#### Consigne:
Renvoyez sans aucune modification le passage du texte sur l'attentat contre le poste Drakkar compris entre « Trente ans après » et « syriens à Beyrouth. », ces deux bornes incluses.

#### Texte à analyser:

"""

Trente ans après on ignore officiellement qui a fait sauter le poste Drakkar. Et aucune enquête sérieuse n’a été conduite au nom d’une raison d’État que l’on ignore. La réalité: avant d’être occupé par les français, le bâtiment avait été l’une des bases des services spéciaux syriens à Beyrouth.
A Beyrouth en octobre l’automne est une saison qui n’existe pas encore. La chaleur de la nuit oblige à dormir les fenêtres ouvertes et les klaxons qui s’ajoutent aux appels à la prière sont des réveils qui vous tirent du lit dès l’aube. Ne reste plus alors qu’à se laver, se raser et sauter dans la vieille Mercedes qui attend devant l’hôtel Commodore pour entamer une journée de travail. Ce 23 octobre 1983, lors du second voyage de la lame du Gilette sur ma joue, l’immeuble tremble comme jamais. Séisme d’une magnitude rare puisque ce repère de journalistes est un habitué du canon et de l’explosif : un matin à l’heure des croissant, n’a-t-il pas reçu un obus. L’indésirable n’a tué personne mais gâché le service. Cette fois, ce dimanche avant mâtine, la secousse est plus forte que d’ordinaire. Une poignée de reporters se retrouve sur le toit pour voir monter au ciel un champignon noir et brun de poudre et de terre, au sud ouest de la ville. Dans son journal d’un fou Beyrouth n’avait jamais rien connu de tel, d’aussi cataclysmique. Mais, souffle court et yeux affolés, un second bang nous tire le tapis de béton sous les pieds. Cette fois la colonne de fumée, colossale, dresse son pilier céleste plus à gauche, vers le plein sud….

"""

#### Extraits des items:

"""

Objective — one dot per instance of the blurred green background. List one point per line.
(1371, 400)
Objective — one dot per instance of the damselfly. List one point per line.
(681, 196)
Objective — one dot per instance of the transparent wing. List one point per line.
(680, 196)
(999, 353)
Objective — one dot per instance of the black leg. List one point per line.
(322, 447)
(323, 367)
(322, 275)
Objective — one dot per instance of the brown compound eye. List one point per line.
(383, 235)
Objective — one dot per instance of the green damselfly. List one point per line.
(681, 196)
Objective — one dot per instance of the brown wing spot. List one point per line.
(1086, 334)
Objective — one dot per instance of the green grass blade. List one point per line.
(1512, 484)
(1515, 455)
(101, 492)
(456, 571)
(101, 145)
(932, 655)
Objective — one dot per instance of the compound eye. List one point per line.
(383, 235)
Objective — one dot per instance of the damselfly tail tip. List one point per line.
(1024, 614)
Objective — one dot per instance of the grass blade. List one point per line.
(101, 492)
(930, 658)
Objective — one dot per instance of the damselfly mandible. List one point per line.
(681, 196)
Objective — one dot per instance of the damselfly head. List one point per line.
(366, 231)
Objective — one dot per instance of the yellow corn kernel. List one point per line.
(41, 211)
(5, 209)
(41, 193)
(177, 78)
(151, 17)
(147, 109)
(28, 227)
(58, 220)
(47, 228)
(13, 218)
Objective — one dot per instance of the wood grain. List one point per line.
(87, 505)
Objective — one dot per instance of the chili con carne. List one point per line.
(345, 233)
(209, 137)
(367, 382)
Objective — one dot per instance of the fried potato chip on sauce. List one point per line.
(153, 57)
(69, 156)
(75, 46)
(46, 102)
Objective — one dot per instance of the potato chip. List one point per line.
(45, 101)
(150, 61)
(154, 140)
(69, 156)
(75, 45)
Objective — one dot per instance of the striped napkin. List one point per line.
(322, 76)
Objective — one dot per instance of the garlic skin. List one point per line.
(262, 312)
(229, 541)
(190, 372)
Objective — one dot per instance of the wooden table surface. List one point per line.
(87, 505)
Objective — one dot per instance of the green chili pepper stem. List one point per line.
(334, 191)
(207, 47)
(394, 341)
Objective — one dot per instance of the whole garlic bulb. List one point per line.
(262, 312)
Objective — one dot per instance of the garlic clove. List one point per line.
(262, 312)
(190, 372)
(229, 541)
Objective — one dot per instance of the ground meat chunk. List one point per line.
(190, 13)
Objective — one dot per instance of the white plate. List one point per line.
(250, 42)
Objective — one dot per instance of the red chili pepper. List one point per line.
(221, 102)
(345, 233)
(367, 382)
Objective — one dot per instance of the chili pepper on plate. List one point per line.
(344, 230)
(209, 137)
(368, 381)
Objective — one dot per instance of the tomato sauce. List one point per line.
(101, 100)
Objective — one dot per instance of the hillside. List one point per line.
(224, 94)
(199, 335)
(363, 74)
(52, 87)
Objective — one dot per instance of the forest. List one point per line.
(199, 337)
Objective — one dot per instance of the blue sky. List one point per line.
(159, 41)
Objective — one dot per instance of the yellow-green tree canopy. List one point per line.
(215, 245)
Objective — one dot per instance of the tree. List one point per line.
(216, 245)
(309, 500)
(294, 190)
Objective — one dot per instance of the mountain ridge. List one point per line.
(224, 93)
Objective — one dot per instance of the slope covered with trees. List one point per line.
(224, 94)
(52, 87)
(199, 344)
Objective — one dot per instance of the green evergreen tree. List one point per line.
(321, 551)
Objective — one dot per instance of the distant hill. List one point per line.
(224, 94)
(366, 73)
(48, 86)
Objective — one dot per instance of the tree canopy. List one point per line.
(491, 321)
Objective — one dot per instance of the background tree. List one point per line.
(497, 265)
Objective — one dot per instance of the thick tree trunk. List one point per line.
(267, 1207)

"""

#### Réponse:
Trente ans après on ignore officiellement qui a fait sauter le poste Drakkar. Et aucune enquête sérieuse n’a été conduite au nom d’une raison d’État que l’on ignore. La réalité: avant d’être occupé par les français, le bâtiment avait été l’une des bases des services spéciaux syriens à Beyrouth.